-- START Extract provided --

How Rails' Type Casting Works

Have you ever noticed that when you assign a property to an Active Record model and read it back, the value isn’t always the same? Here’s an example:

class StoreListing < ActiveRecord::Base
  connection.create_table :store_listings, force: true do |t|
    t.integer :price_in_cents
  end
end

store_listing = StoreListing.new
store_listing.price_in_cents = "100" # Note, this is a string
store_listing.price_in_cents # => 100

This is because Active Record automatically type casts all input so that it matches the database schema. Depending on the type, this may be incredibly simple, or extremely complex. Let’s take a look into how the internals work in 4.1.

The first method we need to understand in the above code is where the price_in_cents method is defined. In older versions of Rails, your models would go look up the database schema and define the attribute methods as soon as it was loaded. However, this caused problems on platforms like Heroku, where you might want to load the application when you don’t have a real database connection.

Today, the loading is lazy, and happens in a call to method_missing (source). The important line here is the call to define_attribute_methods.

def method_missing(method, *args, &block) # :nodoc:
  self.class.define_attribute_methods
  if respond_to_without_attributes?(method)
    # make sure to invoke the correct attribute method, as we might have gotten here via a `super`
    # call in a overwritten attribute method
    if attribute_method = self.class.find_generated_attribute_method(method)
      # this is probably horribly slow, but should only happen at most once for a given AR class
      attribute_method.bind(self).call(*args, &block)
    else
      return super unless respond_to_missing?(method, true)
      send(method, *args, &block)
    end
  else
    super
  end
end

Active Record’s definition of define_attribute_methods does little of note, other than call super with column_names (source).

def define_attribute_methods # :nodoc:
  return false if @attribute_methods_generated
  # Use a mutex; we don't want two thread simultaneously trying to define
  # attribute methods.
  generated_attribute_methods.synchronize do
    return false if @attribute_methods_generated
    superclass.define_attribute_methods unless self == base_class
    super(column_names)
    @attribute_methods_generated = true
  end
  true
end

We won’t look into how column_names gets determined today, but that method call is what causes Rails to go perform the SQL query that loads information about the model’s schema. Inside of Active Model, we’ll do some metaprogramming magic and ultimately end up calling define_method_attribute (source). Finally, in the body of define_method_attribute, we can see the method that gets called is read_attribute (source). Quite a bit of legwork!

-- END Extract provided --

■ **Written tasks**:
(1) For the article on Rails type casting, decide whether each statement agrees with it: (a) Active Record type casts input so it matches the database schema; (b) in current versions, attribute methods are defined as soon as the model is loaded; (c) the body of define_method_attribute calls read_attribute. For each, answer yes or no and quote the words that settle it.
(2) Pick up the article on Rails type casting after its final sentence and carry it forward.

-- START Dataset --

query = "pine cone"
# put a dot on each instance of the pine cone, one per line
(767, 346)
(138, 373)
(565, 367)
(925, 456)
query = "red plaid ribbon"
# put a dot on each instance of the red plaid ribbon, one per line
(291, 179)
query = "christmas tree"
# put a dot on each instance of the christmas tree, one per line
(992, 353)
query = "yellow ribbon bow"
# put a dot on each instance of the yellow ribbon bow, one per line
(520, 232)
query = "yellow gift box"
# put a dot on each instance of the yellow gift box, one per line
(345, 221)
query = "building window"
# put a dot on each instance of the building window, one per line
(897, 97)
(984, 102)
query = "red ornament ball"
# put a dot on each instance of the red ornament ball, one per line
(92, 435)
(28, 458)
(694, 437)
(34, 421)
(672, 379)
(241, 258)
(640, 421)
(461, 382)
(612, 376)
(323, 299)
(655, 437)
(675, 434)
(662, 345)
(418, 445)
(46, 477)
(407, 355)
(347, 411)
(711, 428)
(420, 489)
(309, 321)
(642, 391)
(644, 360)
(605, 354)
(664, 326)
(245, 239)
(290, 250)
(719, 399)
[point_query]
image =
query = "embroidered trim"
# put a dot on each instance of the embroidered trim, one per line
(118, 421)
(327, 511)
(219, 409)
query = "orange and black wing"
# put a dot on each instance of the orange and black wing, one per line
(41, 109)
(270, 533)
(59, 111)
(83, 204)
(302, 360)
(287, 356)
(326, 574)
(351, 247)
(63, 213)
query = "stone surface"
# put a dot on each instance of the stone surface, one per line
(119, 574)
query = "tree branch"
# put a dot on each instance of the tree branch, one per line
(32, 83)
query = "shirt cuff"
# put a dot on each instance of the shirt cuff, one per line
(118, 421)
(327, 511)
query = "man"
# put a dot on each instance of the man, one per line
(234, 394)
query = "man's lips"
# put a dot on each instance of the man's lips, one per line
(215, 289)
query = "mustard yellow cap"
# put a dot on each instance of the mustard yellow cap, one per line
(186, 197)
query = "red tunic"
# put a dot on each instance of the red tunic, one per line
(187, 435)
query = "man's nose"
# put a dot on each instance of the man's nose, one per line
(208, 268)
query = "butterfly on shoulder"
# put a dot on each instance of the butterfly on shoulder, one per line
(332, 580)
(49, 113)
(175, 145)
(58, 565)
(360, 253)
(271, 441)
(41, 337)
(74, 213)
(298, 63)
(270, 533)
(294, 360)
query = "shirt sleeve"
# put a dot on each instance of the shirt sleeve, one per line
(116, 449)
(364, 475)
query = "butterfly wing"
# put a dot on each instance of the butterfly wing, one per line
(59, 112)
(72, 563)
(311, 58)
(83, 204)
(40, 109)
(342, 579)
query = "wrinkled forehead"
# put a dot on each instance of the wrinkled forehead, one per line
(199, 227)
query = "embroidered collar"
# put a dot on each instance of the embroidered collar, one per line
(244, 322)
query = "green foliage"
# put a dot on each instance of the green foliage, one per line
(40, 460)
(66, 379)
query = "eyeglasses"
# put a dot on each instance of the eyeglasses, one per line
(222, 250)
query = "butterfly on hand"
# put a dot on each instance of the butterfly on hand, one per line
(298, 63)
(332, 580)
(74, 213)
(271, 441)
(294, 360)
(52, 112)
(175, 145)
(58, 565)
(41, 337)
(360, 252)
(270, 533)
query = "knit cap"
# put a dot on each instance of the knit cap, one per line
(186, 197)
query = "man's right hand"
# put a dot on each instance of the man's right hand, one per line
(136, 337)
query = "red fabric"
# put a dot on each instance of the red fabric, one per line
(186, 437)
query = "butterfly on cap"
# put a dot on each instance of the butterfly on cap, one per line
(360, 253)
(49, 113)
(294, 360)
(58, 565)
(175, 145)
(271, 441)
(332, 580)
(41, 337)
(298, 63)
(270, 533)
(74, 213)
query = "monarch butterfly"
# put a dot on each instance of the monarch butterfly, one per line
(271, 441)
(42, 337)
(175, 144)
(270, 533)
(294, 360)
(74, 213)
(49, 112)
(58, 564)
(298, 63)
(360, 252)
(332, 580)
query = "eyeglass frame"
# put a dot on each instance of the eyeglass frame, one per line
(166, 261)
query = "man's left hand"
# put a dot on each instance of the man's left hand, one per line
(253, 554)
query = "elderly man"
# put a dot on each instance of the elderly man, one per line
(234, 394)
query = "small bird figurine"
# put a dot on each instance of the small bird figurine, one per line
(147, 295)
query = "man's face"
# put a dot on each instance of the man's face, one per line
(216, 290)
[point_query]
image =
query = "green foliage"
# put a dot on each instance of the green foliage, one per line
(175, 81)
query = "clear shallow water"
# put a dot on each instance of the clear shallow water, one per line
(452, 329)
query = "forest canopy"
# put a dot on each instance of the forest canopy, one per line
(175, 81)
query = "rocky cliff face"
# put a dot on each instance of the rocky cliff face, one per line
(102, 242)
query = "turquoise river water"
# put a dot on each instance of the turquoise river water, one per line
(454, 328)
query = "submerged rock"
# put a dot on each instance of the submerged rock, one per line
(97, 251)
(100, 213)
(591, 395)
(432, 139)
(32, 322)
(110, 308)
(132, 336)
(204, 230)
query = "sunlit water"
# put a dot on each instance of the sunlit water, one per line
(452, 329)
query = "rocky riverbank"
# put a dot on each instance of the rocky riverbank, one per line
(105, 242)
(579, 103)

-- END Dataset --

■ **Answer list**:
(1)
(a) Yes: "Active Record automatically type casts all input so that it matches the database schema"
(b) No: "Today, the loading is lazy, and happens in a call to method_missing"
(c) Yes: "in the body of define_method_attribute, we can see the method that gets called is read_attribute"

(2)
If you decide to read along with us, make sure you’re on the 4-1-stable branch. A lot of this code has changed significantly on master. One of the most important changes to keep in mind is that @attributes_cache has been renamed to @attributes, and @attributes has been renamed to @raw_attributes.

The body of read_attribute looks like this:

def read_attribute(attr_name)
  # If it's cached, just return it
  # We use #[] first as a perf optimization for non-nil values. See https://gist.github.com/jonleighton/3552829.
  name = attr_name.to_s
  @attributes_cache[name] || @attributes_cache.fetch(name) {
    column = @column_types_override[name] if @column_types_override
    column ||= @column_types[name]

    return @attributes.fetch(name) {
      if name == 'id' && self.class.primary_key != name
        read_attribute(self.class.primary_key)
      end
    } unless column

    value = @attributes.fetch(name) {
      return block_given? ? yield(name) : nil
    }

    if self.class.cache_attribute?(name)
      @attributes_cache[name] = column.type_cast(value)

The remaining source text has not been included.